Stated problem: Revise the listing below so that every "scouting board" becomes "survey board". Keep all other text unchanged.

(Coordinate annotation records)

◇ ◇ ◇ ◇

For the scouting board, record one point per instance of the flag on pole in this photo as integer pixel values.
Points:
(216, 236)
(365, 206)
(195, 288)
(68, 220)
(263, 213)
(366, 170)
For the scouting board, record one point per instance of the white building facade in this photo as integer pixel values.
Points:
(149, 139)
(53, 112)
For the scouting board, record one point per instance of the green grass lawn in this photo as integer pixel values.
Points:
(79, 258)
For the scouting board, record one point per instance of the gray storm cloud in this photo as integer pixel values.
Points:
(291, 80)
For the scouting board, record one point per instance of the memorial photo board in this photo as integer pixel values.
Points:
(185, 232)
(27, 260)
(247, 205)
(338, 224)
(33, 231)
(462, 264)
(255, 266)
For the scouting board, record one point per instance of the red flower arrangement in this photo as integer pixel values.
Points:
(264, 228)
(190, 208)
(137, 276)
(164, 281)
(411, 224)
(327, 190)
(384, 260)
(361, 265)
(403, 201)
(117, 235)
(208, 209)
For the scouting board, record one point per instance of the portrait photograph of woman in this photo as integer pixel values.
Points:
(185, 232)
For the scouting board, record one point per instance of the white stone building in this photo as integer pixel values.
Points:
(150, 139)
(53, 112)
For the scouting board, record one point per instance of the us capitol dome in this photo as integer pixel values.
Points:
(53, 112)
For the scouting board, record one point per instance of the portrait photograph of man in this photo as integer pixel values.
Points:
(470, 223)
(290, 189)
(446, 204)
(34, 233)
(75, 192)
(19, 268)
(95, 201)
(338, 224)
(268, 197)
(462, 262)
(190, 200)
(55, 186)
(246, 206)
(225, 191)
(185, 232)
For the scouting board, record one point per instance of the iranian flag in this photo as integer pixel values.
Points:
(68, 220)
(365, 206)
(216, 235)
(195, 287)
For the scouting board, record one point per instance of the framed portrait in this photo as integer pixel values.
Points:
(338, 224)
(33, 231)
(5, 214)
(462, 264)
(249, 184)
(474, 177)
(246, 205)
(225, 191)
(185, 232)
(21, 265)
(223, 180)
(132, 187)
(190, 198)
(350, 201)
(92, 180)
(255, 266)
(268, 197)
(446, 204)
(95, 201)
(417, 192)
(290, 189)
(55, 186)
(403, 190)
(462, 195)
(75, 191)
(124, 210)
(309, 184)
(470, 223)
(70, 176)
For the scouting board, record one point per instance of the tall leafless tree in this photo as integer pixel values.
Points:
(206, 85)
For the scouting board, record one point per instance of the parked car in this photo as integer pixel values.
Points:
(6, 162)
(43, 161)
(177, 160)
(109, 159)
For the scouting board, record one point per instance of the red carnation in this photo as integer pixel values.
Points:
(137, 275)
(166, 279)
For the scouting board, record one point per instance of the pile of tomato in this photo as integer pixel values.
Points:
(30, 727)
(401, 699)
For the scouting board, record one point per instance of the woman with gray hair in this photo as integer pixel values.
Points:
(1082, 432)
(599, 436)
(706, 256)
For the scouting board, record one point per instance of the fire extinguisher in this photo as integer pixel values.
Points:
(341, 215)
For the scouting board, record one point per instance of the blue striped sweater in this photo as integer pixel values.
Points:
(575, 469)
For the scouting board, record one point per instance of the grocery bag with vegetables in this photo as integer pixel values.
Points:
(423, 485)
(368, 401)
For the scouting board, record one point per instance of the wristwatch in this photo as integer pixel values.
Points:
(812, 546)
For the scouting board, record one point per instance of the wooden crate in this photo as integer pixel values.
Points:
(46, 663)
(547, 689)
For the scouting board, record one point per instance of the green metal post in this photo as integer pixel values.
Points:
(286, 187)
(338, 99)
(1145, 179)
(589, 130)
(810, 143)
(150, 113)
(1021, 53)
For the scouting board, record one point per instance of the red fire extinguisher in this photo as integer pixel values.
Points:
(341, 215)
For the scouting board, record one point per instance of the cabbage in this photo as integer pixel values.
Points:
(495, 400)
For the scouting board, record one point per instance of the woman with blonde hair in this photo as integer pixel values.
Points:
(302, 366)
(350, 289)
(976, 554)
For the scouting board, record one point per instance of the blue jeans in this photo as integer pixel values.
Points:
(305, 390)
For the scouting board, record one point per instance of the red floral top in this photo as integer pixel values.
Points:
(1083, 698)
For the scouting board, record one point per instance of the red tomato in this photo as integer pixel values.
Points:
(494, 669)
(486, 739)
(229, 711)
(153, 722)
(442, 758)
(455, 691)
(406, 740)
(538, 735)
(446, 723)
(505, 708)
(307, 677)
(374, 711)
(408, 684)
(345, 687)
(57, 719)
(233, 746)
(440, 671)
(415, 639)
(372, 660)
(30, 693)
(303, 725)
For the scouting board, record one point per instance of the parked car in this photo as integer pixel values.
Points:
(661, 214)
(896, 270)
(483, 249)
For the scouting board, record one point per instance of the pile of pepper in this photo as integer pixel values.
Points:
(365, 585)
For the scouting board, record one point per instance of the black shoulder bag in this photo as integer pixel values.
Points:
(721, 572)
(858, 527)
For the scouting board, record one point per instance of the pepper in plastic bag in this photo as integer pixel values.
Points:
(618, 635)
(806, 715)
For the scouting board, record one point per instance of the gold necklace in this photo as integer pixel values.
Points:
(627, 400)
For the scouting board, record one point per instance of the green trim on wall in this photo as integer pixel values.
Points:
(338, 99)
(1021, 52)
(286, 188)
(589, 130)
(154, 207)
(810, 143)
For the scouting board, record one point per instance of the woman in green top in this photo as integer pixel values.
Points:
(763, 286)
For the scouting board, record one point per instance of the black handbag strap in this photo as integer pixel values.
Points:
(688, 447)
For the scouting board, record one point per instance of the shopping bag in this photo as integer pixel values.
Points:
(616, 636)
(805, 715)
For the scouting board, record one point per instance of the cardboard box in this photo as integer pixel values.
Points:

◇ ◇ ◇ ◇

Result for this task:
For the survey board, record one point per instance of the flag on pole in this photo as integer pixel values.
Points:
(216, 236)
(365, 206)
(195, 288)
(68, 220)
(263, 213)
(366, 170)
For the survey board, record one point per instance of the white building facade in this photo as integer pixel values.
Points:
(149, 139)
(53, 112)
For the survey board, record one point per instance of the green grass lawn in this photo as integer pixel values.
Points:
(79, 258)
For the survey board, record one point per instance of the gray storm cloud in this photo as integer pixel values.
Points:
(291, 80)
For the survey board, record one point per instance of the memorial photo board in this photo as integer pixel values.
Points:
(185, 232)
(27, 260)
(247, 205)
(338, 224)
(33, 231)
(462, 264)
(255, 266)
For the survey board, record one point per instance of the red flower arrangement in this photo as integer pixel values.
Points:
(264, 228)
(190, 208)
(137, 276)
(164, 281)
(411, 224)
(327, 190)
(384, 260)
(361, 265)
(403, 201)
(117, 235)
(208, 209)
For the survey board, record one point per instance of the portrait photograph of woman in this photo as integer pixel values.
Points:
(185, 232)
For the survey board, record one point per instance of the white stone building in this photo as integer pixel values.
Points:
(150, 139)
(53, 112)
For the survey board, record one point per instance of the us capitol dome in this photo as integer pixel values.
Points:
(53, 112)
For the survey board, record one point per instance of the portrait photograph of man in this photo as integer pixel values.
Points:
(470, 223)
(290, 189)
(446, 204)
(34, 233)
(75, 192)
(19, 268)
(95, 201)
(338, 224)
(268, 197)
(462, 262)
(190, 200)
(55, 186)
(246, 206)
(225, 191)
(185, 232)
For the survey board, record one point per instance of the iranian flag in this photo as integer pixel values.
Points:
(68, 220)
(365, 206)
(216, 235)
(195, 287)
For the survey board, record one point per instance of the framed portrait in this photo as integer pixel values.
Points:
(338, 224)
(33, 231)
(5, 214)
(462, 264)
(249, 184)
(474, 177)
(246, 205)
(225, 191)
(185, 232)
(21, 265)
(223, 180)
(132, 187)
(190, 198)
(350, 201)
(92, 180)
(255, 266)
(268, 197)
(446, 204)
(95, 201)
(417, 192)
(290, 189)
(55, 186)
(403, 190)
(462, 195)
(75, 191)
(124, 210)
(309, 184)
(470, 223)
(70, 176)
For the survey board, record one point per instance of the tall leafless tree in this photo as integer pixel values.
Points:
(206, 85)
For the survey board, record one point per instance of the parked car in this photo as integer pixel values.
Points:
(6, 162)
(43, 161)
(177, 160)
(109, 159)
For the survey board, record one point per instance of the red carnation in this photo as integer pixel values.
Points:
(137, 275)
(166, 279)
For the survey board, record one point per instance of the pile of tomato in this photo as integer pixel values.
Points:
(30, 727)
(401, 699)
For the survey board, record one point per instance of the woman with gray hair in this photo as integer pixel values.
Points:
(1082, 432)
(599, 436)
(706, 256)
For the survey board, record one point per instance of the fire extinguisher in this photo as integer pixel values.
Points:
(341, 215)
For the survey board, record one point per instance of the blue striped sweater in this photo as integer pixel values.
Points:
(575, 469)
For the survey board, record one point per instance of the grocery bag with vegetables in this photo as integer pixel values.
Points:
(423, 485)
(368, 401)
For the survey board, record one point per instance of the wristwatch in this photo as integer pixel values.
Points:
(812, 546)
For the survey board, record one point per instance of the wooden crate in this photo as integer pixel values.
Points:
(46, 663)
(547, 689)
For the survey board, record one point per instance of the green metal post in this photo as integer pixel values.
Points:
(286, 187)
(338, 99)
(1145, 179)
(589, 130)
(810, 143)
(150, 113)
(1021, 53)
For the survey board, record one point per instance of the red fire extinguisher in this photo as integer pixel values.
Points:
(341, 215)
For the survey board, record one point per instance of the cabbage in this photo as integer pixel values.
Points:
(495, 400)
For the survey board, record one point per instance of the woman with blonde hair in this photo as integer pixel values.
Points:
(302, 366)
(350, 289)
(976, 554)
For the survey board, record one point per instance of the blue jeans in this photo as integer pixel values.
Points:
(305, 390)
For the survey board, record one point per instance of the red floral top in this photo as integer pixel values.
Points:
(1083, 698)
For the survey board, record one point per instance of the red tomato in this photo as integer pixel values.
Points:
(494, 669)
(486, 739)
(229, 711)
(153, 722)
(442, 758)
(455, 691)
(406, 740)
(538, 735)
(446, 723)
(505, 708)
(307, 677)
(374, 711)
(408, 684)
(345, 687)
(57, 719)
(233, 746)
(440, 671)
(415, 639)
(372, 660)
(30, 693)
(303, 725)
For the survey board, record one point per instance of the parked car in this photo as integer pixel values.
Points:
(661, 214)
(896, 270)
(483, 249)
For the survey board, record one point per instance of the pile of pepper in this photo as integer pixel values.
Points:
(365, 585)
For the survey board, record one point per instance of the black shoulder bag in this photo as integer pixel values.
Points:
(721, 572)
(858, 527)
For the survey board, record one point per instance of the pepper in plastic bag in this photo as integer pixel values.
Points:
(618, 635)
(806, 715)
For the survey board, record one point per instance of the gold necklace in this photo as integer pixel values.
Points:
(627, 400)
For the survey board, record one point per instance of the green trim on wall in this photo as integer pixel values.
Points:
(338, 99)
(1021, 52)
(286, 188)
(589, 130)
(154, 207)
(810, 143)
For the survey board, record one point per instance of the woman in green top in this photo as integer pixel values.
Points:
(763, 286)
For the survey board, record one point per instance of the black handbag strap in this photo as integer pixel values.
Points:
(688, 447)
For the survey board, record one point per instance of the shopping bag in this photo as integer pixel values.
Points:
(616, 636)
(805, 715)
For the survey board, record one point per instance of the cardboard box in this photo as integer pixel values.
Points:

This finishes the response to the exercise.